- **YOUR INSTRUCTIONS**
Restate the records below exactly. Pictures are not part of the copy.

- **EXTRACTED RECORDS**
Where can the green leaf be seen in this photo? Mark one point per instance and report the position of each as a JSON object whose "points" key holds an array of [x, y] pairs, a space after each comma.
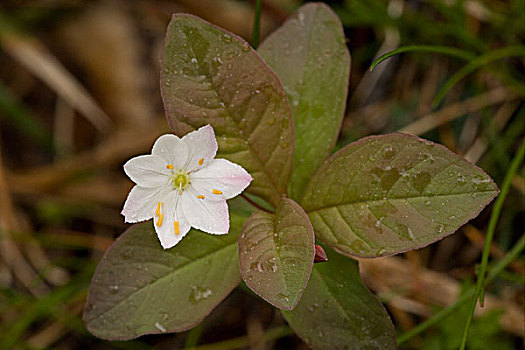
{"points": [[388, 194], [310, 56], [276, 253], [337, 311], [139, 288], [210, 76]]}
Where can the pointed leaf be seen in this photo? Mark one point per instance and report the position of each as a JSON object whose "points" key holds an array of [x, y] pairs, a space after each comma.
{"points": [[276, 253], [337, 311], [210, 76], [139, 288], [310, 56], [388, 194]]}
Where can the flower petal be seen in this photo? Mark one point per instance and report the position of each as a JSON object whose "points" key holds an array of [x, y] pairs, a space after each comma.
{"points": [[147, 171], [202, 147], [141, 203], [171, 148], [173, 226], [205, 215], [220, 180]]}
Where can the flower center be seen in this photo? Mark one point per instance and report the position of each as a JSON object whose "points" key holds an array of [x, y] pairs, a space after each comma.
{"points": [[181, 180]]}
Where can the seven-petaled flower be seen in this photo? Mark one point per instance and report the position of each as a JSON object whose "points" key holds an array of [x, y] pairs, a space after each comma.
{"points": [[180, 185]]}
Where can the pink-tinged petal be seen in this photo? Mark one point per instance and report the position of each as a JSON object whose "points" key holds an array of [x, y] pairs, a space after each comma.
{"points": [[220, 180], [207, 216], [147, 171], [173, 226], [171, 148], [202, 148], [141, 203]]}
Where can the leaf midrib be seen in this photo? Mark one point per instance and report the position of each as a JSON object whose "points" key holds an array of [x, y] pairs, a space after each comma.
{"points": [[170, 274], [229, 115], [395, 198]]}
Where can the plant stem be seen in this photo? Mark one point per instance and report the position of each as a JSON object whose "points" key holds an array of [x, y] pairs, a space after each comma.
{"points": [[256, 24], [516, 162]]}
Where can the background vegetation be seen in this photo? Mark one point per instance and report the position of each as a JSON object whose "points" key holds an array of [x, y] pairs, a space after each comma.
{"points": [[79, 96]]}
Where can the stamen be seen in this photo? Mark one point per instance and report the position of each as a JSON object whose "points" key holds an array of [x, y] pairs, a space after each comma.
{"points": [[158, 212]]}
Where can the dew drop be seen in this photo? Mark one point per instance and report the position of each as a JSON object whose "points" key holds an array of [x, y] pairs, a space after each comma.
{"points": [[284, 297], [160, 327], [198, 293]]}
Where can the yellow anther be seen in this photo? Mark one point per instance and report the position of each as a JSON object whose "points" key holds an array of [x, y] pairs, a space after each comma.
{"points": [[158, 212]]}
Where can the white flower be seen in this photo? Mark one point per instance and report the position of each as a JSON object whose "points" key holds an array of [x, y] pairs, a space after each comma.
{"points": [[180, 185]]}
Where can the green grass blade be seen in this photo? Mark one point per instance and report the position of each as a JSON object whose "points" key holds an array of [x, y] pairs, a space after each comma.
{"points": [[475, 64], [445, 50], [494, 272], [498, 205]]}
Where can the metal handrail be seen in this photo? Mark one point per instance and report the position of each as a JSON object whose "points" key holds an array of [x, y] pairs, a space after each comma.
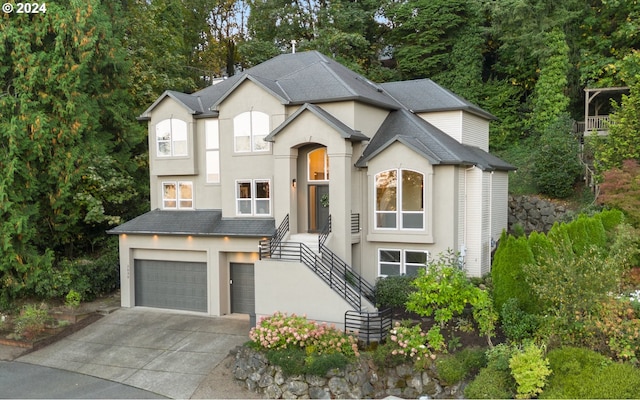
{"points": [[369, 326]]}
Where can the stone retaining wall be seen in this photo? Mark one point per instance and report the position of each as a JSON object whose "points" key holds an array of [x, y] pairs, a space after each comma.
{"points": [[359, 380], [535, 214]]}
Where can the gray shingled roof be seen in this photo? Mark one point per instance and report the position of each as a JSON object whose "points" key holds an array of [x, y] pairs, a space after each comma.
{"points": [[339, 126], [433, 144], [424, 95], [196, 223]]}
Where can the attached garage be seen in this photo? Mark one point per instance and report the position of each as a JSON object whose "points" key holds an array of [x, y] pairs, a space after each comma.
{"points": [[177, 285]]}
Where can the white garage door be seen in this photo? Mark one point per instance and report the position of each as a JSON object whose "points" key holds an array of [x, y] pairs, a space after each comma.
{"points": [[175, 285]]}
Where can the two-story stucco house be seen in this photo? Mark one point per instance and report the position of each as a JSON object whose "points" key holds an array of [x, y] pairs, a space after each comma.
{"points": [[246, 173]]}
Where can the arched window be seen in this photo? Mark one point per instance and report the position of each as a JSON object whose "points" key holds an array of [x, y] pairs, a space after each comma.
{"points": [[249, 130], [399, 199], [318, 163], [171, 138]]}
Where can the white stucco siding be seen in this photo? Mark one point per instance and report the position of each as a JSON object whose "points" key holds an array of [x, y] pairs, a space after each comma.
{"points": [[499, 203], [217, 252], [450, 122], [291, 287], [485, 262], [475, 131], [473, 221]]}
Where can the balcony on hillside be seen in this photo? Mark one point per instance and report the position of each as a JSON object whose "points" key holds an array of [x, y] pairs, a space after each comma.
{"points": [[597, 106]]}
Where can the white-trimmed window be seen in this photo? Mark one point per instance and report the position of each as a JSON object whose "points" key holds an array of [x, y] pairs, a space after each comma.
{"points": [[212, 144], [393, 262], [399, 199], [318, 164], [253, 197], [171, 138], [177, 195], [249, 130]]}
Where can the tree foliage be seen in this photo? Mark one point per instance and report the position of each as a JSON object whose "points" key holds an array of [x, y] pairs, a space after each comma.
{"points": [[64, 118]]}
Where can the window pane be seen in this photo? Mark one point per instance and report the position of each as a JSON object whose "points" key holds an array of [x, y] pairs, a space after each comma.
{"points": [[244, 190], [412, 188], [386, 186], [389, 269], [416, 257], [262, 207], [186, 191], [386, 220], [412, 220], [390, 256], [213, 166], [169, 195], [262, 190], [244, 207], [413, 270], [259, 144]]}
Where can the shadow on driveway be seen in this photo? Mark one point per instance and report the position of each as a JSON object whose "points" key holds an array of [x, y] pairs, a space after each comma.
{"points": [[158, 351]]}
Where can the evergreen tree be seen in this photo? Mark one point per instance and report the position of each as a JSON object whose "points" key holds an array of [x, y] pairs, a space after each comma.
{"points": [[65, 144]]}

- **SOLUTION BELOW**
Where can the green leaf be seen in this photo? Mark one point per instance and report the position of each as a JSON object whose "points" key holds an array of [x, y] pairs, a space after each comma.
{"points": [[388, 194], [310, 56], [276, 253], [337, 311], [139, 288], [210, 76]]}
Where can the pointed leaf be seen in this photo? Mark one point per instance and report the position of each as a JSON object whose "points" key holds an array of [x, y] pairs, a space after each comma.
{"points": [[276, 253], [337, 311], [210, 76], [139, 288], [310, 56], [388, 194]]}
Where can the flower petal be seen in this photo? Mark one point per instance and report the position of each as a JSON object whose "points" key holds an array of [x, y] pairs, a space after each comma.
{"points": [[147, 171], [202, 147], [141, 203], [171, 148], [173, 226], [205, 215], [220, 180]]}
Where can the flower center be seen in this photo? Mark one point per instance and report the position of each as a JSON object whose "points" key holds an array of [x, y] pairs, a space after each comma.
{"points": [[181, 180]]}
Where can the seven-petaled flower be seen in this photo? Mark one point per instance and report the position of each as a JSON object whose "points" key holds an array of [x, y] pairs, a space after each comma.
{"points": [[180, 185]]}
Where can the pink-tinged petal be seen in this photo? Mark one point per instance and report the position of each as a JSON object whose "points" key holds an array of [x, y] pairs, a space after each comma.
{"points": [[220, 180], [207, 216], [147, 171], [173, 226], [171, 148], [202, 148], [141, 203]]}
Where can the leaf midrib be seen in this photo? Mark one point per instance and report the position of each as a JSON object whose "points" key holds an array of [x, y] pairs, a space after each comma.
{"points": [[170, 274], [229, 115], [395, 198]]}
Where can the plant stem be seen in this photo? Mark one point per instance and report the position of each as a JSON object whose "points" key holds an array of [x, y] pairs, a space after each comma.
{"points": [[256, 24], [516, 162]]}
Where can the background vegetation be seen in this photo? Mark one point per instance and report the position of each as a JSON object whose "points" key holds an array of [x, y] pairs, a space after each comma.
{"points": [[79, 96]]}
Where can the stamen be seen in this photo? Mark one point per instance and report the position of each as a JSON object whose "points" key holds an array of [x, y] pairs, a space after each comma.
{"points": [[158, 212]]}
Where can the dew drop be seen in this photo? Mark one point per instance and report the position of each as a JSON object whose "points" key holds an array of [x, y] pairs, a space after each comma.
{"points": [[284, 297], [160, 327], [198, 293]]}
Where can the yellow anther be seen in this photo? Mark one point per instance and report the position of each as a JSON object whose "points" key holds an array of [x, y] pairs, a space after each comma.
{"points": [[158, 212]]}
Where can the white flower be seen in this photo? Mark one point per instance and report the position of each as a JSON object whose "points" key holds an array of [x, y] pairs, a space after each comma.
{"points": [[180, 185]]}
Where can the green grass blade be seen in this photo? Mark one point per instance and report the position of each as a JSON object whose "points" key holds an array of [x, y] pairs, a space after each comma.
{"points": [[475, 64], [445, 50], [494, 272], [498, 205]]}
Where can the metal handrail be seen in this photo? Mark one point per instance and report the position of each as a JSON object whose "points" key holds an array of [x, y] pairs, a space after each comma.
{"points": [[369, 326]]}
Where can the stone retaining wall be seen in this photo? Mark one point per instance and report the position of each as a JSON object whose "points" key holds an array of [x, y] pairs, a space after each comma.
{"points": [[359, 380], [535, 214]]}
Where can the gray shingled roof be seen in this photo? Mark one point per instance and report the position of each as a JSON object whose "points" key holds an array of [x, y] pairs, a space after each comma.
{"points": [[339, 126], [433, 144], [424, 95], [196, 223]]}
Where can the attached garage be seen in this photo? Mark one point per instance and report the position of each as a JSON object whose "points" key holds an array of [x, y] pairs, a space after each comma.
{"points": [[177, 285]]}
Where can the white garage door be seen in this photo? Mark one point per instance and report the position of each as a JSON object whose "points" key holds an array of [x, y] pairs, a space after each comma.
{"points": [[175, 285]]}
Where can the two-story stucco house be seen in this photo? Mark one point per instance and report the position of each as a JSON object whose "points" key holds an array of [x, y] pairs, a space after each comma.
{"points": [[246, 173]]}
Where can the arched window be seen in this photo? Mark one point per instance and report the position of each as a JSON object whose "points" key holds an array of [x, y] pairs, a space after each comma.
{"points": [[249, 130], [399, 199], [318, 163], [171, 138]]}
Where can the white stucco siding be seen in this photo? Mark one point per instance and report the position of each as a JSON object whose "points" key holds an array of [x, y] pairs, a space after each comma.
{"points": [[499, 203], [217, 252], [450, 122], [291, 287], [485, 262], [475, 131], [473, 221]]}
Where can the balcony on hillside be seen in this photo? Mark one point per instance and report the position of each as a JSON object whose "points" key holds an array of [x, y] pairs, a space after each comma.
{"points": [[597, 106]]}
Where can the white-trimmed window be seen in this photo? Mark one point per instance and report the position of each as a JSON object whose "points" key holds an array of [x, y] pairs, a space after each comma.
{"points": [[212, 144], [393, 262], [399, 199], [318, 164], [253, 197], [171, 138], [177, 195], [249, 130]]}
Where can the tree foliage be seen in this photo? Mark one point per instance and report the position of each as a JSON object whose "points" key holds an array of [x, y] pairs, a space after each comma.
{"points": [[64, 118]]}
Where can the window pane be seen in this photo? Mark one point per instance and report the position of each as a JSON object whose "points" key holds an array of [x, y] pairs, a space after each comma.
{"points": [[244, 190], [412, 188], [386, 186], [389, 269], [416, 257], [262, 207], [186, 191], [386, 220], [412, 220], [390, 256], [213, 166], [169, 195], [262, 190], [244, 207], [413, 270], [259, 144]]}
Where can the shadow on driveway be seen in this photo? Mark one point per instance and report the position of each as a JSON object whose "points" key holds an array of [x, y] pairs, a space after each comma.
{"points": [[158, 351]]}
Where can the evergreen tree be seen in this photo? Mark one point per instance and report the position of each as a JSON object whose "points" key holds an array of [x, y] pairs, a space after each comma.
{"points": [[65, 144]]}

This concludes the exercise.